====== Passage provided
State legislators in the House and Senate passed a bill prohibiting transgender youth in Utah from competing in middle and high school girls' sports.
Legislators voted to override Gov. Spencer Cox’s veto on HB11 in a special session Friday. Cox vetoed HB11 in a March 22 letter saying he was pleased with the direction of the initial bill allowing most trans youth to participate but no longer supports it after last-minute changes were made.
House representatives debated the bill on the House floor before passing it with 56-18. The Senate then passed it as well with 21-8.
Bill sponsor Rep. Kera Birkeland, R-Morgan, defended the bill’s process, saying there were five committee hearings, four house debates and almost two years of open meetings involved in the formation of the bill.
“The biggest thing we continually came back to is what can we do that’s fair to the women of our state and the transgender kids of our state?” Birkeland said in the legislative session.
She emphasized that the Legislature can provide more opportunities for trans youth in sports in the future, saying, “I truly believe that what we have before us is a bill that says, ‘We will preserve and protect the integrity of women’s sports, and we will work as a group and work as a state to bring new, better opportunities to transgender youth.’”
Birkeland said the bill will still allow transgender youth to compete in coed sports and to participate, but not compete in gendered sports. She emphasized her support of Title IX, passed 50 years ago this June, giving women an equal opportunity in sports.
“When we don’t act and we just go with the status quo, we do more harm to both transgender youth and our women athletes,” Birkeland said on the House floor Friday. “When we say that this isn’t a problem, the message we send to those girls is ‘Sit down, be quiet and make nice’ and I don’t think we should do that any longer.”
Other legislators who debated in the special session included Rep. Carol Moss, D-Salt Lake City, who voted against overriding the veto. Moss said national controversy over the Penn State transgender swimmer Lia Thomas winning the 2022 NCAA Championship focuses 'incorrect attention' on the wrong side of the issue. Moss asked representatives to 'slow down' the bill's process so they could find a solution that wouldn't harm 'kids who already feel marginalized.'
Rep. Mike Schultz, R-Hooper, voted for overriding the veto, saying there are ways to support trans youth that don’t involve 'jeopardizing' women's sports.
'Do we want to wait until something like the Penn State swimmer situation happens in Utah? I don't think that's good policy. Is it fair to the girl who has devoted her whole life to a sport to have a state championship or scholarship opportunity stripped away from her?' he said.
The original bill would have allowed trans youth to compete in sports in all cases except for rare outliers who would “pose a safety threat or dominate a sport in a way that would eliminate competitive opportunities for biological females,” Cox said in the letter.
He said he supported this direction because it created a path forward, even if neither side was completely satisfied. The issue he presented was when the bill was changed to an all-out ban on transgender athletes late on the last day of the legislative session, then debated and passed just before midnight without public input or options for revisions.
============
====== Raw data
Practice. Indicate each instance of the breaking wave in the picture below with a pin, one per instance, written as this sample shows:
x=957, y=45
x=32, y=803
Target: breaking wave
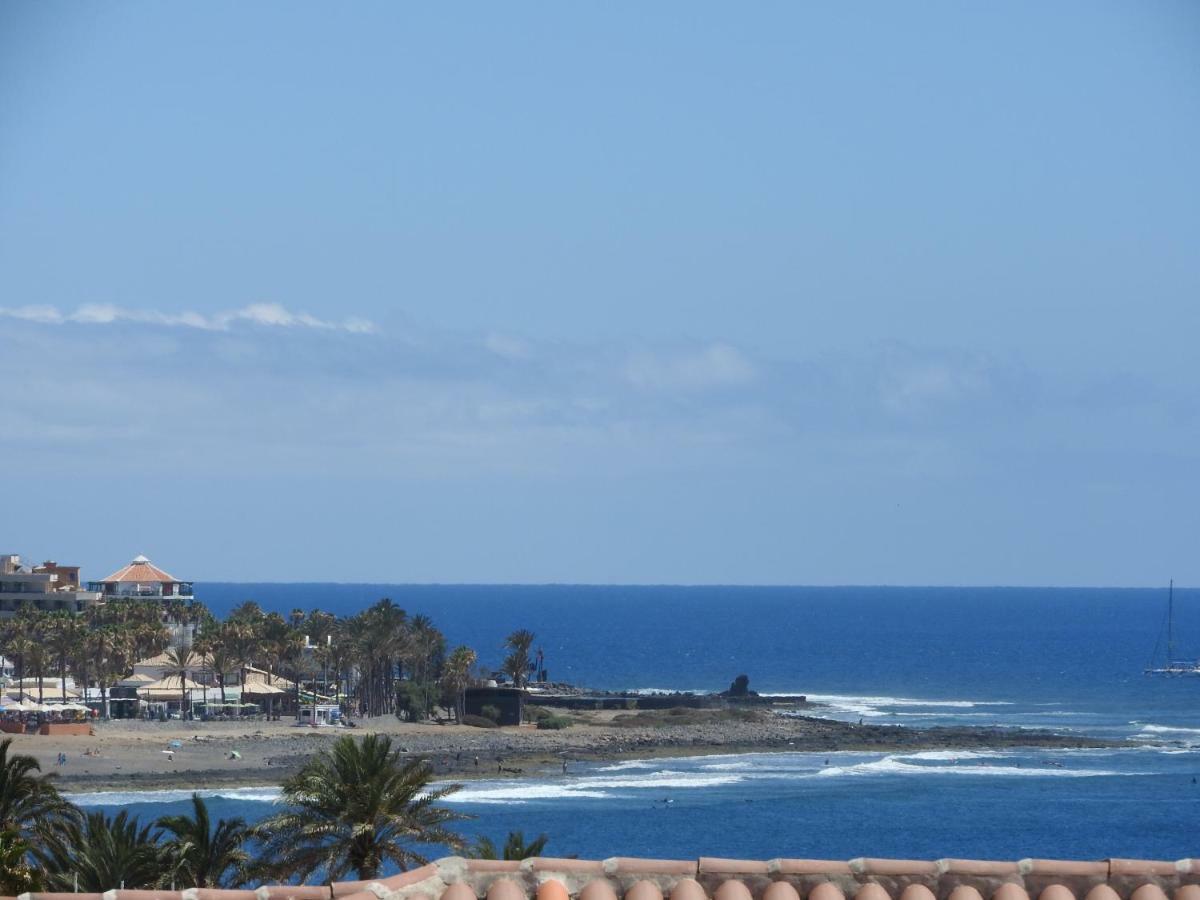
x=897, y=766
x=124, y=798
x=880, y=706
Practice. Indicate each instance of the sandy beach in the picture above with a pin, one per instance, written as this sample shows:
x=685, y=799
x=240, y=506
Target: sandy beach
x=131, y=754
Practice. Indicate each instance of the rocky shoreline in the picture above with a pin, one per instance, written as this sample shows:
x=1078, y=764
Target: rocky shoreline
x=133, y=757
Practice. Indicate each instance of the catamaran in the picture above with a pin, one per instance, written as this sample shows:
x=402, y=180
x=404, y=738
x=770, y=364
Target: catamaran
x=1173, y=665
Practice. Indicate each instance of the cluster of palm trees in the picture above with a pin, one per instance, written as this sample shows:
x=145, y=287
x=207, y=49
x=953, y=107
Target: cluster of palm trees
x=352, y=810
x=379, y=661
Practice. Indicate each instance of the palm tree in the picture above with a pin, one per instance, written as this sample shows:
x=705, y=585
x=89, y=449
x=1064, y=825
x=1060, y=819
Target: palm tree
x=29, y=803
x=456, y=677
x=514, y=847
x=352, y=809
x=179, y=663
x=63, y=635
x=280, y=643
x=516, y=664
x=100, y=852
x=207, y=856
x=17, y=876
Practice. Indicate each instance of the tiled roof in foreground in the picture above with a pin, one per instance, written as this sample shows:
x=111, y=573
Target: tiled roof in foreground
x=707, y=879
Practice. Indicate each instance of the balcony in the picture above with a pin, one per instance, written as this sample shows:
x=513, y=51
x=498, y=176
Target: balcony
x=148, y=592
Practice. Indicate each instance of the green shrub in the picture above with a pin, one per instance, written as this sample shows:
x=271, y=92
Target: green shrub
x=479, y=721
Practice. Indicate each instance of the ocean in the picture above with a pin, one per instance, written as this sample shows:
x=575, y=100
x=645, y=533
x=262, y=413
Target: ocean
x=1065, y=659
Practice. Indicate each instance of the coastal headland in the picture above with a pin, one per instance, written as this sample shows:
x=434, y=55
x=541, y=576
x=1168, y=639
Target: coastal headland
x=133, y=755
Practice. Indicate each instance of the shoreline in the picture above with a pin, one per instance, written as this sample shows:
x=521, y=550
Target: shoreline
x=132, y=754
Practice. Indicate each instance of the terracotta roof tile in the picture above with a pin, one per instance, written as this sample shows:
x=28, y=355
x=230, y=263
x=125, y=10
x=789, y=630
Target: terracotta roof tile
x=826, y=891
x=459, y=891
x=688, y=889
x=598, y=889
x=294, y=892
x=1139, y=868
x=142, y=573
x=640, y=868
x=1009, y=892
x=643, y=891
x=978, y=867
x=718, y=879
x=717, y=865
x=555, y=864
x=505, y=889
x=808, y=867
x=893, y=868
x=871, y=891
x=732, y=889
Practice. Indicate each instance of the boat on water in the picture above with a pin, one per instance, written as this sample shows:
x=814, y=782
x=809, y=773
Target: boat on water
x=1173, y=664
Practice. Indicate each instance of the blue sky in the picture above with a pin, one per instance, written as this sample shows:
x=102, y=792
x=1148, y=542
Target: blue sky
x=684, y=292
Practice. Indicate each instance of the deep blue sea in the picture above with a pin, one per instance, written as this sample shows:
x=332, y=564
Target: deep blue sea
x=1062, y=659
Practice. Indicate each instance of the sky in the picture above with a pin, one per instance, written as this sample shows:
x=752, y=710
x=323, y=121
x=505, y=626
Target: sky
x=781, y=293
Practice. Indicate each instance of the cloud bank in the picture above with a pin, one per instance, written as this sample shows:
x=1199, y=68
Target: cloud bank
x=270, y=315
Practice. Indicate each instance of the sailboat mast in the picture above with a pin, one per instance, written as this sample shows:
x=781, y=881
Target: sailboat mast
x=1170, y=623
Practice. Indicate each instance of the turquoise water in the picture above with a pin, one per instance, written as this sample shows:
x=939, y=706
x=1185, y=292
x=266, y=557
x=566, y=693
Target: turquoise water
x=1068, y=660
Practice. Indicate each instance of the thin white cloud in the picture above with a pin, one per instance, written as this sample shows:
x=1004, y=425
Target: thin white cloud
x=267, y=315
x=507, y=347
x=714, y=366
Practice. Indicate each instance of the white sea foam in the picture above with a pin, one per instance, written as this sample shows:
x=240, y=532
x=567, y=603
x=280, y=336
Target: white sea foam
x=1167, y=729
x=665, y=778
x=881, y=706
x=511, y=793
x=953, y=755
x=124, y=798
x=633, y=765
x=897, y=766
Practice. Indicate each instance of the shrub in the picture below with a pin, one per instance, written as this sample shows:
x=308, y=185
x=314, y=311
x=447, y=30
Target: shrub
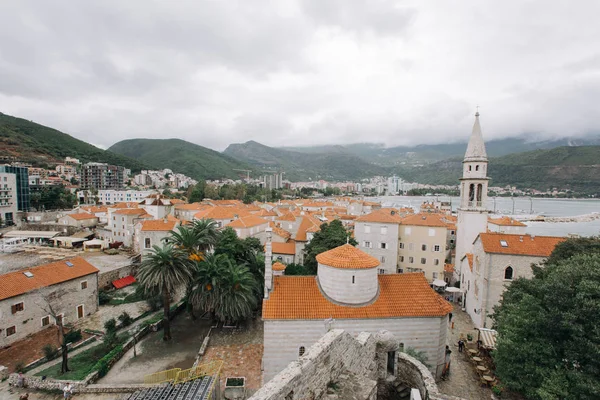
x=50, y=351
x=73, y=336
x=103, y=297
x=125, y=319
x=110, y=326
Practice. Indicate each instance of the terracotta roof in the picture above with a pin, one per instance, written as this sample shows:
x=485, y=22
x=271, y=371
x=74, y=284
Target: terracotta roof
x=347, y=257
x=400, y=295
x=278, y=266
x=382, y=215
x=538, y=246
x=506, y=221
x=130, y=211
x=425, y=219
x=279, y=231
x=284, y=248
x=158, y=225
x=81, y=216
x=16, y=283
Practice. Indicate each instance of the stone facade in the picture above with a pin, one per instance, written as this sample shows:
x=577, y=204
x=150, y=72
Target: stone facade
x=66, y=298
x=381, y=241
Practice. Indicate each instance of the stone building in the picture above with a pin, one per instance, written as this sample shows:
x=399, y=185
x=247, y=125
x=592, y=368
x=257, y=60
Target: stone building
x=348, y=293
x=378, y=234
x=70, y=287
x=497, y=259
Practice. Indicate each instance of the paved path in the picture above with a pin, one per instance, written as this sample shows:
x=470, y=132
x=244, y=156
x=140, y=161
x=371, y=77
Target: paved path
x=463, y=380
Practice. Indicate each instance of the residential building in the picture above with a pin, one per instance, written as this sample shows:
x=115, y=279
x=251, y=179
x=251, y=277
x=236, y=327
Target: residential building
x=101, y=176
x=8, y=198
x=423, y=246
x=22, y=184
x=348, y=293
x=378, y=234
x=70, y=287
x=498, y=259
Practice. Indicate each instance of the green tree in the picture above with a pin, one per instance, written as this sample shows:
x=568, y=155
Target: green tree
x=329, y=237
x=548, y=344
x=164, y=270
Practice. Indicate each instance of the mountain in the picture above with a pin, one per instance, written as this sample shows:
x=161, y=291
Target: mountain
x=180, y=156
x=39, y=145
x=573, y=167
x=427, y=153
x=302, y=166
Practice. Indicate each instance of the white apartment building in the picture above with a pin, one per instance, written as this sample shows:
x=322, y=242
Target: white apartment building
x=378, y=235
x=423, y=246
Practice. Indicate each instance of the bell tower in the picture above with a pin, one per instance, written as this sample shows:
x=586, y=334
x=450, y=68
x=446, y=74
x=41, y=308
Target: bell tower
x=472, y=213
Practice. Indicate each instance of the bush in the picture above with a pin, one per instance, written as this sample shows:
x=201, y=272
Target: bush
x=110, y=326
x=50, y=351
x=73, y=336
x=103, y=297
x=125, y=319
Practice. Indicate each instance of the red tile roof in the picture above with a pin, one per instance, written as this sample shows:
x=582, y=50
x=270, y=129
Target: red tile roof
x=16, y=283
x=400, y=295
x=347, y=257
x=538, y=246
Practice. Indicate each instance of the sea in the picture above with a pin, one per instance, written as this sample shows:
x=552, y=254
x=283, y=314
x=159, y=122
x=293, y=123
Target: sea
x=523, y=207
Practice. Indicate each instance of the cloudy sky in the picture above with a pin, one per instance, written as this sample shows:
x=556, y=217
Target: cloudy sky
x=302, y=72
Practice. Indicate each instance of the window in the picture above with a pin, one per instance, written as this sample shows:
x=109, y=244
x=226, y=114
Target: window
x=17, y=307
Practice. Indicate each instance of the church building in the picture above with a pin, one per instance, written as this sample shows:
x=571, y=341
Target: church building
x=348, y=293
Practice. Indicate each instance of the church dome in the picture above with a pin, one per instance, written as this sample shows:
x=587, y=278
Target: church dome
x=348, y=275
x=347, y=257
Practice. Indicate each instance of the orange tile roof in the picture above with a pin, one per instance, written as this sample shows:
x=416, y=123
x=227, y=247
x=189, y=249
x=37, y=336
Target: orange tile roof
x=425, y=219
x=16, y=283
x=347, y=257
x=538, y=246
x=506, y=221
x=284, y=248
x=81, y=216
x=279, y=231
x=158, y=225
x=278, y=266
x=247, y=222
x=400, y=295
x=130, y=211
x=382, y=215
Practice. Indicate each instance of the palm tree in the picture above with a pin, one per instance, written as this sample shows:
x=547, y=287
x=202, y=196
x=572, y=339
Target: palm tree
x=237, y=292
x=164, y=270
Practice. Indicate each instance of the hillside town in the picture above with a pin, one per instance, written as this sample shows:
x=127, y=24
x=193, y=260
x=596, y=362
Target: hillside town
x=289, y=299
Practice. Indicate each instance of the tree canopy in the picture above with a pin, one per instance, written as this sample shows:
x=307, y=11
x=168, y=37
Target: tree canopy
============
Reproduce the part of the article on Utah's transgender sports bill that opens with the words "The original bill" and closes with "in the letter.", changing "rare outliers" to "exceptional cases".

The original bill would have allowed trans youth to compete in sports in all cases except for exceptional cases who would “pose a safety threat or dominate a sport in a way that would eliminate competitive opportunities for biological females,” Cox said in the letter.